** YOUR OBJECTIVE **
Reproduce all of the items below word for word, keeping every line unchanged.

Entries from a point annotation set
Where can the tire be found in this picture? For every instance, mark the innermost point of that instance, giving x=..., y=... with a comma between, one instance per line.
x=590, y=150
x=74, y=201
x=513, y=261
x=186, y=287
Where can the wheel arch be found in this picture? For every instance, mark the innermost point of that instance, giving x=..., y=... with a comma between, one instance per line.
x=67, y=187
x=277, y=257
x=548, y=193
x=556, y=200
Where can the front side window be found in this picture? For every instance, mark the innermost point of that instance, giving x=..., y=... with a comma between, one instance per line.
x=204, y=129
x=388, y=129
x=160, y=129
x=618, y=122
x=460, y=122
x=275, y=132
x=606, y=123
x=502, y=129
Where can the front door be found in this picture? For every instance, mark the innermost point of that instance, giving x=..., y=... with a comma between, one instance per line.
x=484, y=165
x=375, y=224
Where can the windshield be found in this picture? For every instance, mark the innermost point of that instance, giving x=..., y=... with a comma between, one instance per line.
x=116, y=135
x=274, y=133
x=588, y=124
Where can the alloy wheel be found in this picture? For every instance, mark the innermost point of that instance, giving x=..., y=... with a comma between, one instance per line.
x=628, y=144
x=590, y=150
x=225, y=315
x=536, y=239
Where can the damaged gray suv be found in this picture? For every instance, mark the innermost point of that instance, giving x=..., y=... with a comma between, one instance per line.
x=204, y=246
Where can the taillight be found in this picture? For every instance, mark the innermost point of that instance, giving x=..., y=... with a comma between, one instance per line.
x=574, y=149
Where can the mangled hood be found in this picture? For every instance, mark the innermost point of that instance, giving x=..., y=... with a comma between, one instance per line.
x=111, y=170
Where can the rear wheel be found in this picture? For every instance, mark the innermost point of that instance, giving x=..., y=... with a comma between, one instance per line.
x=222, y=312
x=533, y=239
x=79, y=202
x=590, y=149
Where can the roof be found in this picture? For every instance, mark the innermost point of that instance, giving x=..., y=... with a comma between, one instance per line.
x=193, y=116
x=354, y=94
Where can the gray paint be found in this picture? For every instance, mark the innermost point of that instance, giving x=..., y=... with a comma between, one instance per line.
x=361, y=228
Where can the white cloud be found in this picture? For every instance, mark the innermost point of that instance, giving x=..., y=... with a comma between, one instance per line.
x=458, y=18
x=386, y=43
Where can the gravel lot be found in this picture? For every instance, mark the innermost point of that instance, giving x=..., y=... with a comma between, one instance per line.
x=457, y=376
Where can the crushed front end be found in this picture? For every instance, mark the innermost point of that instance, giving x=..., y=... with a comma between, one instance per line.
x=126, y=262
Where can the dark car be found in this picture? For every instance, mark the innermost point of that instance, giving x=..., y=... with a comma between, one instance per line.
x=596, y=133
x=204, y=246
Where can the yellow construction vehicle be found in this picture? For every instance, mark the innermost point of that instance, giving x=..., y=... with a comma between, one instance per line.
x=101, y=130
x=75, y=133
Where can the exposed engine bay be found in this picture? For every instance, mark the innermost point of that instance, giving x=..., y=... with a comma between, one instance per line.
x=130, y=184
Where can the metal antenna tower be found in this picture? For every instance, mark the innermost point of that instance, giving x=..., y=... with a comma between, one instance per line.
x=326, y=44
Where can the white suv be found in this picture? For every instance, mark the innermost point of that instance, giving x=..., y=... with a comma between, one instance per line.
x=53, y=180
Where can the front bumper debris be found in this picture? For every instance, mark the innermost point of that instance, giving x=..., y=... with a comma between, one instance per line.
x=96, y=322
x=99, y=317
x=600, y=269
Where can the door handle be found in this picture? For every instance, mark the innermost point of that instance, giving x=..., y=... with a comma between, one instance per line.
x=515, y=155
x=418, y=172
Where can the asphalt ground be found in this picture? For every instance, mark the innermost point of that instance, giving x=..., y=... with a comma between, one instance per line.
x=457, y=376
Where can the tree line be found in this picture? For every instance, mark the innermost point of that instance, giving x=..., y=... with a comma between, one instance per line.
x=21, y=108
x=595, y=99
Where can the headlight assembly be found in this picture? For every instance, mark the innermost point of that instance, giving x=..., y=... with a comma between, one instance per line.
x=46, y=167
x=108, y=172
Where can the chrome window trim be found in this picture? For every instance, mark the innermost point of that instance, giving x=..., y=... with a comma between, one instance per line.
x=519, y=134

** OUTPUT **
Where can the tire be found in this picture? For every instance, mark the innermost point of that instance, giving x=..., y=... with a comma between, one instance per line.
x=590, y=150
x=74, y=201
x=513, y=261
x=186, y=287
Where can the wheel arch be found in this picture? For every instance, mark the innermost point of that instance, giving x=..., y=... with a comma between, one instance per line.
x=67, y=187
x=277, y=257
x=548, y=193
x=556, y=200
Where can the front side window be found in this picture? For every instance, mark the innermost point of that instance, giving x=..., y=... with a comma between, one instance per line.
x=204, y=129
x=388, y=129
x=160, y=129
x=618, y=122
x=460, y=122
x=275, y=132
x=606, y=123
x=502, y=129
Where can the front door be found in this picture? For every instance, mark the innermost point of that instance, giving x=..., y=... with a comma between, one instance per line.
x=484, y=165
x=375, y=224
Where can the windshield be found in this picture? For every instance, mark the innermost point of that instance, giving x=..., y=... with a comma between, one instance per line.
x=116, y=135
x=274, y=133
x=588, y=124
Where can the alloy wheel be found in this picture? For every instance, mark the innermost point of that instance, giving x=..., y=... with a comma between, one instance per line.
x=628, y=144
x=590, y=150
x=225, y=315
x=536, y=239
Where can the damaged gray suv be found in this picture? For every instance, mark the innermost point of that instance, giving x=..., y=... with a comma between, one instance per line.
x=204, y=246
Where can the taillight be found in this picture? For every instance, mark the innermost point of that instance, giving x=..., y=... with a comma between, one instance per line.
x=574, y=149
Where can the mangled hood be found in this picture? For every instance, mark the innermost point of that instance, giving x=..., y=... with a comma between, one instance per line.
x=111, y=170
Where can the rear wheel be found in this picture? For every instance, mark the innermost point of that instance, giving x=..., y=... with a comma between, one instance per line.
x=222, y=312
x=533, y=239
x=79, y=202
x=590, y=149
Where can the roof be found in this picture? For every instance, mark the innermost point of that instance, giving x=..., y=... with a comma between, one instance per line.
x=193, y=116
x=354, y=94
Where can the gray paint be found in this picture? For every instance, mark the innermost point of that instance, giving x=..., y=... with a comma between, one instance per line.
x=361, y=228
Where can the white cloud be found in this picture? For every instance, mark the innermost point of that instance, giving x=..., y=... with a comma between, one instance per line.
x=458, y=18
x=386, y=43
Where can the gravel lot be found in this picture? For every instance, mark the innermost point of that instance, giving x=..., y=... with a comma between, one instance per line.
x=457, y=376
Where can the crushed front end be found in this picture? For every instance, mark the innermost point of that instance, giving x=..., y=... with a comma between, one instance per line.
x=126, y=262
Where can the dark car be found in this picture? For every instance, mark the innermost point of that instance, giving x=..., y=... with a comma between, one instance per line.
x=596, y=133
x=204, y=246
Where can the yellow construction vehicle be found in this picture? For every instance, mark the innermost point of that instance, giving x=..., y=... with a comma between, one instance per line.
x=101, y=130
x=75, y=133
Where can the exposed engine bay be found in this picture? For every instance, mark the innermost point of that instance, giving x=..., y=... with a comma between, one instance per line.
x=130, y=184
Where can the metal antenna tower be found in this picture? For every instance, mark the innermost point of that instance, giving x=..., y=... with a comma between, one instance per line.
x=326, y=44
Where can the white suv be found in this picture? For every instance, mark the innermost point of that instance, giving x=..., y=... with a comma between, one instance per line.
x=53, y=180
Where can the front bumper debris be found in this picture? For every instance, mark the innermost point of that instance, giving x=..., y=... with a comma between, one instance per line.
x=96, y=322
x=99, y=317
x=600, y=269
Where can the door handle be found in this picture? For every instance, mark the innermost point of that instance, giving x=..., y=... with a comma between, one instance per line.
x=515, y=155
x=418, y=172
Where can the asphalt ground be found in this picture? For every instance, mark the innermost point of that instance, giving x=..., y=... with a comma between, one instance per line.
x=457, y=376
Where can the tree line be found in this picture? For every instance, mark the innermost point of that instance, giving x=..., y=... with a comma between, one instance per line.
x=21, y=108
x=595, y=99
Where can the headlight assembly be found in this picture? For every instance, mark the innermost point of that instance, giving x=..., y=... with a comma between, one instance per line.
x=46, y=167
x=108, y=172
Where can the chrome window trim be found in this picture? For every instance, mark the innermost point of that instance, giving x=..., y=... with a comma between, one instance per line.
x=519, y=134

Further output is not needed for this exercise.